§ **DIRECTION**:
Count the lines in the rows below that contain the string "with". Give only the number.

──────── DATA SHOWN

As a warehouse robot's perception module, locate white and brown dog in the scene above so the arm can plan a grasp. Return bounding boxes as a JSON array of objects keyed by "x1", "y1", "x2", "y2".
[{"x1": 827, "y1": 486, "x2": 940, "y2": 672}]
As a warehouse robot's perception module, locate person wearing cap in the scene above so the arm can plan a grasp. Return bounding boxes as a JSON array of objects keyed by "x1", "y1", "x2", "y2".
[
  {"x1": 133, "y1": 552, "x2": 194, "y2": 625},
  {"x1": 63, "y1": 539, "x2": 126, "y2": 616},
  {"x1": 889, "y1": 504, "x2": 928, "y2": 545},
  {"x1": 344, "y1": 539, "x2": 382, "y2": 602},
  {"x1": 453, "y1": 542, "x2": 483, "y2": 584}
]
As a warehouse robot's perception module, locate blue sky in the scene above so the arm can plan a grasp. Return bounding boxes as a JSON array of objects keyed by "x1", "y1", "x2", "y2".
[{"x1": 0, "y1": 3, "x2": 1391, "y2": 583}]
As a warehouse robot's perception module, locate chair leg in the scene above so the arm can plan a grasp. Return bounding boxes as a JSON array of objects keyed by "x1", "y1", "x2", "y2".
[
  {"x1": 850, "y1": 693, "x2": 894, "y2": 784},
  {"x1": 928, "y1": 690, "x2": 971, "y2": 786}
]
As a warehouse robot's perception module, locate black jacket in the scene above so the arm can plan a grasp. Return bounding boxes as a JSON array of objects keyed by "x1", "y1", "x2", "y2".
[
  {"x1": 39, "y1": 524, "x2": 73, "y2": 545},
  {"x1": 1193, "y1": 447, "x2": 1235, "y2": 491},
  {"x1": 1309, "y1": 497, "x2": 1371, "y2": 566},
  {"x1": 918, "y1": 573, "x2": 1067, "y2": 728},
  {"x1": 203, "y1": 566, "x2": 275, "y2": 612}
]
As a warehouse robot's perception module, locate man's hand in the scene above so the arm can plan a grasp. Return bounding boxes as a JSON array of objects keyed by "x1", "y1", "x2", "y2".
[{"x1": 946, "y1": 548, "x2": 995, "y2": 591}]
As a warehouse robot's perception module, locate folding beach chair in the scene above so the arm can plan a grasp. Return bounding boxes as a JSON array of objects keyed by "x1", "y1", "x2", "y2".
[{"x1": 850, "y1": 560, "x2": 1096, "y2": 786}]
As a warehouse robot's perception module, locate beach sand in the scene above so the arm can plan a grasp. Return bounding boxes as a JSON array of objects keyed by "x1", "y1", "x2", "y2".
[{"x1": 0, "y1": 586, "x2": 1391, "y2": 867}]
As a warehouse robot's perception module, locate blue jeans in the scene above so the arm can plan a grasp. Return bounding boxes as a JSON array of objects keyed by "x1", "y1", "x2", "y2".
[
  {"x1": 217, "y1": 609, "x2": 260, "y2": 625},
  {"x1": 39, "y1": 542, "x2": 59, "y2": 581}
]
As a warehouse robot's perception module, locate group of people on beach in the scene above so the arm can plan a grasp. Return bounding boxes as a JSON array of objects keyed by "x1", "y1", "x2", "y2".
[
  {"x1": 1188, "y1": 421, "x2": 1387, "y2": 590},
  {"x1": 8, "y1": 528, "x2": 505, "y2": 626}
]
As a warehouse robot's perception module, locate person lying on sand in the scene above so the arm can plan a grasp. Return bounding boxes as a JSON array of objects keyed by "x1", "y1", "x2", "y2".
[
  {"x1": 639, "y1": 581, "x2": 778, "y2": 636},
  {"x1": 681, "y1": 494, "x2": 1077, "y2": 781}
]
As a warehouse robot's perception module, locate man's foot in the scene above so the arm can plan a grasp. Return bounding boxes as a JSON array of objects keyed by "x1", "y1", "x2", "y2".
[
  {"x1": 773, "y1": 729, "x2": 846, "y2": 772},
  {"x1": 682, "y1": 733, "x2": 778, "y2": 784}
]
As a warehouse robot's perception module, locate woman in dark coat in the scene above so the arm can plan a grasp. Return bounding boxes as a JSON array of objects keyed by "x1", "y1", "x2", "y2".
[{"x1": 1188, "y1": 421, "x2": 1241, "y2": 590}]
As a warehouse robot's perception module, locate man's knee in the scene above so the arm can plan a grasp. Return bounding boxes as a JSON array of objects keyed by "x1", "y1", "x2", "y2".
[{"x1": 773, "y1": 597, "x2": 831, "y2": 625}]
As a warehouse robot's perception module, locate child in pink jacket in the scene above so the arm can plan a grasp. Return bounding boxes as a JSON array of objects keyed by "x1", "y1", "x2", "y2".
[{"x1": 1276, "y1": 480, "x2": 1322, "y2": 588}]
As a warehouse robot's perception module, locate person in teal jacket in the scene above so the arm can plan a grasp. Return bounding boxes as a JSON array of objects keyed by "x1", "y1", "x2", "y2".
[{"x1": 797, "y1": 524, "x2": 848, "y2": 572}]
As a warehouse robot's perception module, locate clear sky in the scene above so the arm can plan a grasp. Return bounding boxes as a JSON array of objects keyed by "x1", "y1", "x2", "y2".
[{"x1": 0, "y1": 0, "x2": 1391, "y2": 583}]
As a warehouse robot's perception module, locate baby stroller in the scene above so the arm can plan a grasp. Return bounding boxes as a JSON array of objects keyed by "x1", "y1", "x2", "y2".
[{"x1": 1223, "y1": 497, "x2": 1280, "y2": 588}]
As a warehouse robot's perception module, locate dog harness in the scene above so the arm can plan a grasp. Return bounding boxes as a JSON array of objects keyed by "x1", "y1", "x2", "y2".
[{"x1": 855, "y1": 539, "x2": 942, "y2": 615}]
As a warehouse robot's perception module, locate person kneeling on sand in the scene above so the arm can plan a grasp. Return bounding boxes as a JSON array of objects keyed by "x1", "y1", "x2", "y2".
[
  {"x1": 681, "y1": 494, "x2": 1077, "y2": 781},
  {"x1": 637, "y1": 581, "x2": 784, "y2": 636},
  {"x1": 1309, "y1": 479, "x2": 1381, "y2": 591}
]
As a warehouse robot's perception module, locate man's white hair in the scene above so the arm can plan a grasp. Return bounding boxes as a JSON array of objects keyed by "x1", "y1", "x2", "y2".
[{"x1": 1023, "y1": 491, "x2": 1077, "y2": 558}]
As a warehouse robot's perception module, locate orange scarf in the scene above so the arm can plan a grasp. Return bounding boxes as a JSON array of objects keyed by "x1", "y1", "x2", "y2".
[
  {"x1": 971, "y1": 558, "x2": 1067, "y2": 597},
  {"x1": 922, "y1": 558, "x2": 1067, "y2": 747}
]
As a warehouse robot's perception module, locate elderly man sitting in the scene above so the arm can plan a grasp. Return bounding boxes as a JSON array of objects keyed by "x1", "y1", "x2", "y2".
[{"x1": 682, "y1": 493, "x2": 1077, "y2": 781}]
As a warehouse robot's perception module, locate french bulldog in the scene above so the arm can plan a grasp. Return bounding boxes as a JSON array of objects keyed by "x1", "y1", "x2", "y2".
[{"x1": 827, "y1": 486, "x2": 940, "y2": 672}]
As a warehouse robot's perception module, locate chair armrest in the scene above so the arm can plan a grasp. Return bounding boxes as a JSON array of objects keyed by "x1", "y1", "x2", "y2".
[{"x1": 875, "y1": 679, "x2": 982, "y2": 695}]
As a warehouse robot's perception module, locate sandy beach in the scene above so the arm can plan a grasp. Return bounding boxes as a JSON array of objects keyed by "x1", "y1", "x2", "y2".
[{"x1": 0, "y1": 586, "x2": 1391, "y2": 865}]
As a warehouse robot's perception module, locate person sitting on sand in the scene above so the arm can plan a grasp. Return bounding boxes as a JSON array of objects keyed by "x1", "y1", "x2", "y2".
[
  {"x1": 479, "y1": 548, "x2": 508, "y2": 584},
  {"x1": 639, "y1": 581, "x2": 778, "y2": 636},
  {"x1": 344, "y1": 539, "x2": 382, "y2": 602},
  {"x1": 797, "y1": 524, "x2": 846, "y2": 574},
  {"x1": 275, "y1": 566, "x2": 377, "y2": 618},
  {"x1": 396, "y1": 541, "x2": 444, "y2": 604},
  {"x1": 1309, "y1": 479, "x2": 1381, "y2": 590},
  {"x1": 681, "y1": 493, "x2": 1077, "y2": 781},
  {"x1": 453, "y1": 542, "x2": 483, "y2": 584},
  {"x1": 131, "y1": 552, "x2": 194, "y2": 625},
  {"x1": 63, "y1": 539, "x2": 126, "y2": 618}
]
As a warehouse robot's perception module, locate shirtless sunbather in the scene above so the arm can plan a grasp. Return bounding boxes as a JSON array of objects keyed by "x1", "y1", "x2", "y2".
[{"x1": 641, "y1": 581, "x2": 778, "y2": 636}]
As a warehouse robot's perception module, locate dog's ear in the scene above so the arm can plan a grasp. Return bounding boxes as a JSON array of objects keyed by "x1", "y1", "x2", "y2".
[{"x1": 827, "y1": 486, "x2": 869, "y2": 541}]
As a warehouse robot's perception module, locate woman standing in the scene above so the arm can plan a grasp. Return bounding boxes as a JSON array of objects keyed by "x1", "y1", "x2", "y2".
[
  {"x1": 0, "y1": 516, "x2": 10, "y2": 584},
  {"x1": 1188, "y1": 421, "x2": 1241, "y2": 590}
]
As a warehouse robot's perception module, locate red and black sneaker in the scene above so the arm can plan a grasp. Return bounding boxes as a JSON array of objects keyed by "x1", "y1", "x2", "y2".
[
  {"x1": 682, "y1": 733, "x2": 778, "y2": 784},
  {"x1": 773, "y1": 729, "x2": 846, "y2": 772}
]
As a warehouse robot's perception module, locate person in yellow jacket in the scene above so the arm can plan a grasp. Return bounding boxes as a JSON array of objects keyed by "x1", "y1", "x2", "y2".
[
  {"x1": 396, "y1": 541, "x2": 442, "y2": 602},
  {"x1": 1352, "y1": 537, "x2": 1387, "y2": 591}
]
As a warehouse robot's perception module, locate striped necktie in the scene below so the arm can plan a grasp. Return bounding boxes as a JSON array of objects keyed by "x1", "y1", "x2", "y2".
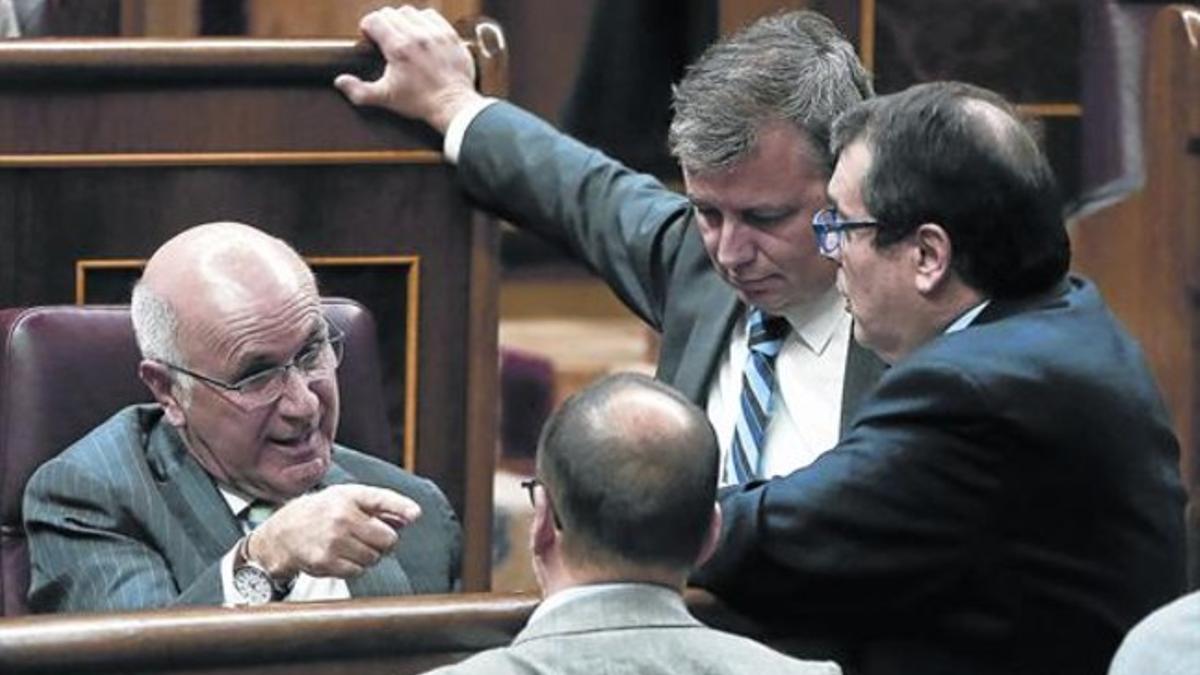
[
  {"x1": 727, "y1": 309, "x2": 791, "y2": 483},
  {"x1": 241, "y1": 500, "x2": 280, "y2": 532}
]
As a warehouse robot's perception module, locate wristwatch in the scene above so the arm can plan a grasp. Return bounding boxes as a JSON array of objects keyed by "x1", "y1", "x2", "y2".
[{"x1": 233, "y1": 534, "x2": 292, "y2": 605}]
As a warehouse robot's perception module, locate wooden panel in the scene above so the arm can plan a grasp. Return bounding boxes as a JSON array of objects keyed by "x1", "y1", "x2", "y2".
[
  {"x1": 246, "y1": 0, "x2": 480, "y2": 37},
  {"x1": 1072, "y1": 6, "x2": 1200, "y2": 585},
  {"x1": 0, "y1": 26, "x2": 504, "y2": 590},
  {"x1": 0, "y1": 589, "x2": 796, "y2": 675}
]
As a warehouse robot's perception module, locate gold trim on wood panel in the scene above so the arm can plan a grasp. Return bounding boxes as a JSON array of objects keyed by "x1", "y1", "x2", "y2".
[
  {"x1": 305, "y1": 256, "x2": 421, "y2": 472},
  {"x1": 76, "y1": 258, "x2": 146, "y2": 305},
  {"x1": 858, "y1": 0, "x2": 875, "y2": 73},
  {"x1": 0, "y1": 150, "x2": 444, "y2": 168},
  {"x1": 76, "y1": 256, "x2": 421, "y2": 471}
]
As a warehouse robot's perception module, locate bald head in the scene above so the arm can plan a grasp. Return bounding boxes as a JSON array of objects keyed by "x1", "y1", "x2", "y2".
[
  {"x1": 132, "y1": 222, "x2": 319, "y2": 364},
  {"x1": 538, "y1": 374, "x2": 718, "y2": 569}
]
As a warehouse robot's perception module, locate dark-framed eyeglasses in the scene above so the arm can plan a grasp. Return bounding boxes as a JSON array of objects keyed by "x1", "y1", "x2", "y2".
[
  {"x1": 521, "y1": 478, "x2": 563, "y2": 530},
  {"x1": 812, "y1": 208, "x2": 881, "y2": 259},
  {"x1": 154, "y1": 318, "x2": 346, "y2": 411}
]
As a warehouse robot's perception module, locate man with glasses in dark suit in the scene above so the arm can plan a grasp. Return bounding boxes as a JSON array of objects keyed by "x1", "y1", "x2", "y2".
[{"x1": 24, "y1": 222, "x2": 461, "y2": 611}]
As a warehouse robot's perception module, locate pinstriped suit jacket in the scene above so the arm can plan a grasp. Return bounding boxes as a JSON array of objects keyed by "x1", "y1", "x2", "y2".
[
  {"x1": 458, "y1": 101, "x2": 883, "y2": 430},
  {"x1": 24, "y1": 405, "x2": 461, "y2": 611},
  {"x1": 428, "y1": 585, "x2": 841, "y2": 675}
]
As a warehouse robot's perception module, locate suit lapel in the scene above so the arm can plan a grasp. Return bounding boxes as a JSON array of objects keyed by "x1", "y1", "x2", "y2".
[
  {"x1": 838, "y1": 333, "x2": 888, "y2": 438},
  {"x1": 320, "y1": 456, "x2": 413, "y2": 598},
  {"x1": 673, "y1": 282, "x2": 743, "y2": 398},
  {"x1": 146, "y1": 413, "x2": 241, "y2": 564}
]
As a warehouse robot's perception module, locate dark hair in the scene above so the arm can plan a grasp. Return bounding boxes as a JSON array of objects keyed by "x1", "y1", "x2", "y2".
[
  {"x1": 668, "y1": 11, "x2": 872, "y2": 172},
  {"x1": 538, "y1": 374, "x2": 719, "y2": 569},
  {"x1": 832, "y1": 82, "x2": 1070, "y2": 298}
]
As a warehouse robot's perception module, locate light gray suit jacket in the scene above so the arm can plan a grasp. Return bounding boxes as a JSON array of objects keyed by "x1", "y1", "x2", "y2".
[
  {"x1": 24, "y1": 405, "x2": 461, "y2": 611},
  {"x1": 458, "y1": 101, "x2": 883, "y2": 429},
  {"x1": 434, "y1": 585, "x2": 841, "y2": 675}
]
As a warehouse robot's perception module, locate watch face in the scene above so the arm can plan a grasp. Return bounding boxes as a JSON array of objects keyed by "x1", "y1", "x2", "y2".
[{"x1": 233, "y1": 566, "x2": 274, "y2": 604}]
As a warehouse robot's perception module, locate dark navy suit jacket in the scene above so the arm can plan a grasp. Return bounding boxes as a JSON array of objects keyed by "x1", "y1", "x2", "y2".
[
  {"x1": 24, "y1": 405, "x2": 462, "y2": 611},
  {"x1": 458, "y1": 101, "x2": 883, "y2": 428},
  {"x1": 694, "y1": 279, "x2": 1184, "y2": 675}
]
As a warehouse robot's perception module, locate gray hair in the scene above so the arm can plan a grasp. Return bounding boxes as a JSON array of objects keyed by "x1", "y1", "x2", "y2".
[
  {"x1": 667, "y1": 11, "x2": 874, "y2": 173},
  {"x1": 130, "y1": 281, "x2": 192, "y2": 402}
]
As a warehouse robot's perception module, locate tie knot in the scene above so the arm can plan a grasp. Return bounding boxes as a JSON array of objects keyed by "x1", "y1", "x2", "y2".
[
  {"x1": 748, "y1": 310, "x2": 791, "y2": 347},
  {"x1": 241, "y1": 500, "x2": 278, "y2": 531}
]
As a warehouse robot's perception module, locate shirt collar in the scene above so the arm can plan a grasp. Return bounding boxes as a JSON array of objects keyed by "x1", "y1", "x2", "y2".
[
  {"x1": 942, "y1": 300, "x2": 991, "y2": 335},
  {"x1": 781, "y1": 286, "x2": 846, "y2": 354},
  {"x1": 217, "y1": 485, "x2": 254, "y2": 515}
]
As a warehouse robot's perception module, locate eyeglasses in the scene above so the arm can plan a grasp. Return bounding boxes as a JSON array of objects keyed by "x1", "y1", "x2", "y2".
[
  {"x1": 812, "y1": 209, "x2": 880, "y2": 259},
  {"x1": 521, "y1": 478, "x2": 563, "y2": 530},
  {"x1": 155, "y1": 318, "x2": 346, "y2": 411}
]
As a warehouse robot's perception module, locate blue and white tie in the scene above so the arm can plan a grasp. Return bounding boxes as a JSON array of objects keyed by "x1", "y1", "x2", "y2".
[
  {"x1": 727, "y1": 309, "x2": 790, "y2": 483},
  {"x1": 241, "y1": 500, "x2": 280, "y2": 532}
]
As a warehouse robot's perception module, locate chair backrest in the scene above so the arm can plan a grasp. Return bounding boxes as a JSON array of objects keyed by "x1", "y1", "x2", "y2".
[{"x1": 0, "y1": 298, "x2": 400, "y2": 616}]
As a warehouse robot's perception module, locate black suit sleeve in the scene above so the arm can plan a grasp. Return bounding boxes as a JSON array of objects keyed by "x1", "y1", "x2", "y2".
[{"x1": 694, "y1": 365, "x2": 1001, "y2": 617}]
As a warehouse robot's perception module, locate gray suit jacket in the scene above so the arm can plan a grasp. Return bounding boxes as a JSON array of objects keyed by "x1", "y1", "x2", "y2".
[
  {"x1": 458, "y1": 102, "x2": 883, "y2": 429},
  {"x1": 434, "y1": 586, "x2": 841, "y2": 675},
  {"x1": 24, "y1": 405, "x2": 461, "y2": 611}
]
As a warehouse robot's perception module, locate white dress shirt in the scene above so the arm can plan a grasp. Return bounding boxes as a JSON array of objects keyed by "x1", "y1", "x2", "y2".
[
  {"x1": 707, "y1": 287, "x2": 851, "y2": 485},
  {"x1": 526, "y1": 581, "x2": 688, "y2": 626},
  {"x1": 218, "y1": 486, "x2": 350, "y2": 607}
]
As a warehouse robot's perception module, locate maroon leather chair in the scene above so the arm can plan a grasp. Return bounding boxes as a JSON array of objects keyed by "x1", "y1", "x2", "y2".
[{"x1": 0, "y1": 298, "x2": 400, "y2": 616}]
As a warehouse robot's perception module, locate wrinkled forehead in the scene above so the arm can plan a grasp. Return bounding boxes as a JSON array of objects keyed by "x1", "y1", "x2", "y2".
[{"x1": 828, "y1": 138, "x2": 871, "y2": 208}]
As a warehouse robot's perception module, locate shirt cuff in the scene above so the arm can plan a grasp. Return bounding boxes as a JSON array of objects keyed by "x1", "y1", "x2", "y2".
[{"x1": 442, "y1": 96, "x2": 497, "y2": 165}]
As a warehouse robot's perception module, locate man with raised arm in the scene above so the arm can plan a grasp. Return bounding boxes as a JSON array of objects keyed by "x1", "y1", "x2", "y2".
[{"x1": 335, "y1": 7, "x2": 882, "y2": 483}]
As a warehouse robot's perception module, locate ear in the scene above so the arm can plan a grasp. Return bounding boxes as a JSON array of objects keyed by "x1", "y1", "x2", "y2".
[
  {"x1": 529, "y1": 488, "x2": 562, "y2": 557},
  {"x1": 913, "y1": 222, "x2": 954, "y2": 295},
  {"x1": 696, "y1": 502, "x2": 721, "y2": 567},
  {"x1": 138, "y1": 359, "x2": 185, "y2": 426}
]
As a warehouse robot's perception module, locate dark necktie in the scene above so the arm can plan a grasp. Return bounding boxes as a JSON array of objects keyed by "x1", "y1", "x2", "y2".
[
  {"x1": 241, "y1": 500, "x2": 280, "y2": 532},
  {"x1": 728, "y1": 309, "x2": 790, "y2": 483}
]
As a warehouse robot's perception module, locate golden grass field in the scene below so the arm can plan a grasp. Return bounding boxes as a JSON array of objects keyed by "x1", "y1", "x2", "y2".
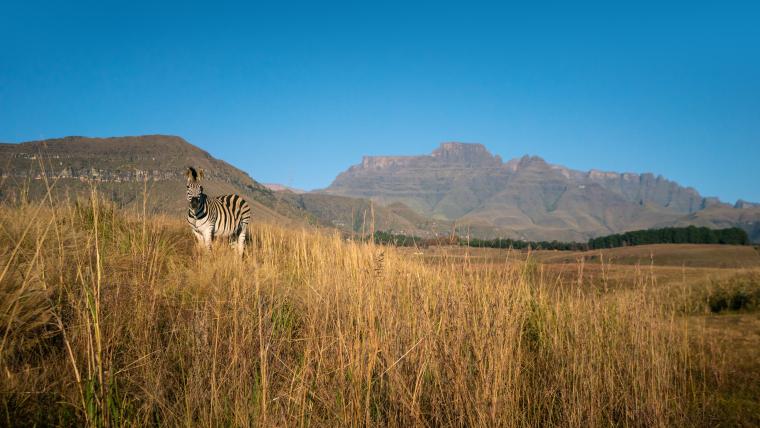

────────────────

§ **RIGHT ANSWER**:
2